▸ WHAT TO PRODUCE
Only the text of the records belongs in the answer, copied exactly and without pictures.

[Image point grounding data]

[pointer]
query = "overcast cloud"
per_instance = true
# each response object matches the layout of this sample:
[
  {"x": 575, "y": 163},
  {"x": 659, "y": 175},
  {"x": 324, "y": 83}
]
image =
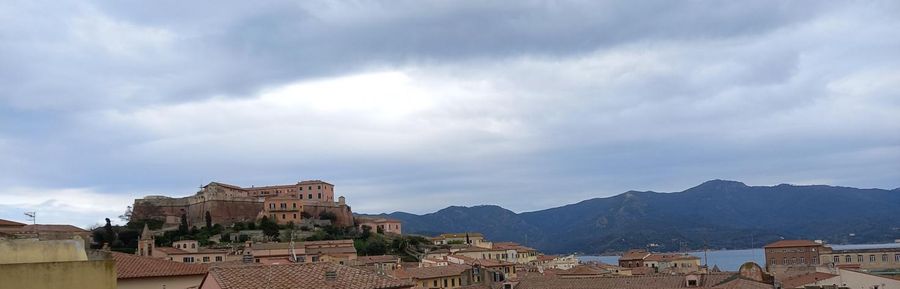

▸ WRITTEN RESPONSE
[pointer]
query = "overcast cloud"
per_instance = true
# each response object matches the layout of this sample:
[
  {"x": 575, "y": 163},
  {"x": 659, "y": 175},
  {"x": 324, "y": 83}
]
image =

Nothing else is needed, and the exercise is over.